## Yapılacak İşler
A. Kapri Adası metnindeki "Adanın kendisi tam bir engelli keçi parkuru olduğu için, Yunanca keçi anlamına gelen Kapros'tan türeyerek günümüzdeki ismini almış." cümlesini İngilizceye çevirin.
B. Kapri Adası metninden bir kısmı harfiyen tekrar verin. "Efendime söyliim, bu" sözlerinin geçtiği yerden başlayın ve "gitmeye devam ediyor..." sözlerinden sonra durun.

++++ Metin Bölümü ++++

Ok, devam:
İşte bu yazının baş kahramanı da, bu pantalonların ana vatanı olan Kapri Adasının ta kendisi! Şimdi bilmemek değil, öğrenmemek ayıp diye diye dünyada varlığımızı sürdüren bir canlı türü olduğumuz için kısaca Kapri Adasının İtalya'nın Akdeniz sahillerinde (daha doğrusu Tiren Denizi), Napoli Körfezinin güneyindeki Sorento yarımadasının ucunda bulunan bir ada olduğunu söyleyeyim. Adanın kendisi tam bir engelli keçi parkuru olduğu için, Yunanca keçi anlamına gelen Kapros'tan türeyerek günümüzdeki ismini almış.
Efendime söyliim, bu minik Ada şöhretini 50'lerin sosyetesi tarafından keşfeldilmeye borçlu, şimdi ise dünyaca ünlü birçok milyarder ve Hollywood yıldızları tarafından tercih edilen bir tatil beldesine dönüşüvermiş. Ve bizim gibi önemsiz koca bir turist grubu da her sene isminin cazibesine kapılıp Kapri'ye akın akın gitmeye devam ediyor...

++++ Sağlanan Veriler ++++

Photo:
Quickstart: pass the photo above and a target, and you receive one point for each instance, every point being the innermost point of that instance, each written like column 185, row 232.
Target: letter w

++++

## Çözülen Görevler
A. Because the island itself is a true goat obstacle course, it took its present-day name from Kapros, the Greek word for goat.

B.
Efendime söyliim, bu minik Ada şöhretini 50'lerin sosyetesi tarafından keşfeldilmeye borçlu, şimdi ise dünyaca ünlü birçok milyarder ve Hollywood yıldızları tarafından tercih edilen bir tatil beldesine dönüşüvermiş. Ve bizim gibi önemsiz koca bir turist grubu da her sene isminin cazibesine kapılıp Kapri'ye akın akın gitmeye devam ediyor...